(PAGE TEXT):

BLM updates rules to prevent ‘public-land squatters’

New regulations go into affect back-country campers on Bureau of Land Management lands, including the area around Handy’s Peak and Cinnamon Pass.



With two weeks to go before the biggest camping weekend of the summer, the Bureau of Land Management is clamping down on campers illegally overstaying their welcome on public lands.

Campers still are allowed to stay for 14 days on BLM public lands and, under current rules, at the end of the two-week stay they must move at least 3 miles and not return for seven days.

The amended rules, which go into effect July 12, dictate campers will have to move at least 30 miles and not come back for 30 days.

“These rules go a long way in our efforts to effectively reduce the impact of long-term camping and illegal occupancy on public lands,” BLM Chief Ranger John Bierk said. “We hope these rules will resolve any inconsistency or confusion that existed in the past with respect to camping and occupancy on public lands.”

The problem isn’t with campers in established recreational sites so much as freelance homesteaders moving onto remote pieces of public land.

Erin Curtis of the BLM’s Grand Junction Field Office said local law enforcement officers occasionally encounter campers who have set up semi-permanent camps.

“We’ve had issues with our law enforcement running across folks who have been pushing these rules,” she said. “It’s not just in western Colorado, it’s all across the West on public lands.

“Basically, they’re kind of public-land squatters.”

It’s more common in the outer, more-remote areas, she said, rather than closer to established camping and recreation areas.

“It’s in the very remote areas, those places where people are trying to get off the beaten path,” Curtis said.

(DIRECTIONS):
1 > In the article on BLM camping rules, how far must campers move once their 14-day stay ends under the amended rules?
2 > Print the article on BLM camping rules from "The problem isn’t" up to and including "and recreation areas.".

(PROVIDED INFORMATION):
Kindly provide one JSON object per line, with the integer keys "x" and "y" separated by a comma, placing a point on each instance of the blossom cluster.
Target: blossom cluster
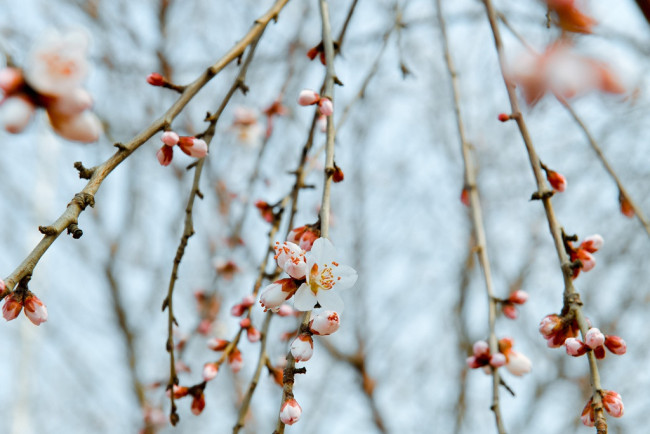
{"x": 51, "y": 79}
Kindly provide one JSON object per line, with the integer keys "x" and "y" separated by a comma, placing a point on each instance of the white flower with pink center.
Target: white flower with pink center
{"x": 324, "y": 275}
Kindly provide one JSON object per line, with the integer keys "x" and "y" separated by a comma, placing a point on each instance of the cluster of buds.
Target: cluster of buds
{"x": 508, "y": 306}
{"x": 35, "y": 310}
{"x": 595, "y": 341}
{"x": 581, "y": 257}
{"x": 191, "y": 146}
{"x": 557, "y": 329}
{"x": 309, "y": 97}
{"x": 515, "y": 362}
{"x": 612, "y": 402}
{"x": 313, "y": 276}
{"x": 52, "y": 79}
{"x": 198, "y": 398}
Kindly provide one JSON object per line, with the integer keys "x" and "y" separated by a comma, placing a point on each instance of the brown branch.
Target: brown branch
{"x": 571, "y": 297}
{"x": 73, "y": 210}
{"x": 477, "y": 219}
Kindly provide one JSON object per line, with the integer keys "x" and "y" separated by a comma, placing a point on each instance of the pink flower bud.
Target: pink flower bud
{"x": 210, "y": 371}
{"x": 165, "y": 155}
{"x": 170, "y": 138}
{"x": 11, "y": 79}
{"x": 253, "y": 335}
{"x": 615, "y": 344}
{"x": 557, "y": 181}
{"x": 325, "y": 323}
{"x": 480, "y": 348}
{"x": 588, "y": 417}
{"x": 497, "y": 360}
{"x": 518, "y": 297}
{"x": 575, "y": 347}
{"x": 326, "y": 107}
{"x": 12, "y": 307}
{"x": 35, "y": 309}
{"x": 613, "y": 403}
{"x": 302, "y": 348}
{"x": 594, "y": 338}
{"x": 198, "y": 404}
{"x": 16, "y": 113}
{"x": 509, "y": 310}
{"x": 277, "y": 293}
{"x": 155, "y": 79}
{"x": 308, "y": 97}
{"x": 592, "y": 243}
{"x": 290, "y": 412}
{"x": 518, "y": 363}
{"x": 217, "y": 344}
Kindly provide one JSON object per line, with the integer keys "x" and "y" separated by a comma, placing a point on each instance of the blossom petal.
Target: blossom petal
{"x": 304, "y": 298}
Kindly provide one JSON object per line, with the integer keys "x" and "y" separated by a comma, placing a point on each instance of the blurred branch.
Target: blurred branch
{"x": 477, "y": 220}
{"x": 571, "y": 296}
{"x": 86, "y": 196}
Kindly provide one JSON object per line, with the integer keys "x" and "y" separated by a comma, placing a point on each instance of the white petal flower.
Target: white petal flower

(LIST OF SOLUTIONS):
1 > At least 30 miles.

2 >
The problem isn’t with campers in established recreational sites so much as freelance homesteaders moving onto remote pieces of public land.

Erin Curtis of the BLM’s Grand Junction Field Office said local law enforcement officers occasionally encounter campers who have set up semi-permanent camps.

“We’ve had issues with our law enforcement running across folks who have been pushing these rules,” she said. “It’s not just in western Colorado, it’s all across the West on public lands.

“Basically, they’re kind of public-land squatters.”

It’s more common in the outer, more-remote areas, she said, rather than closer to established camping and recreation areas.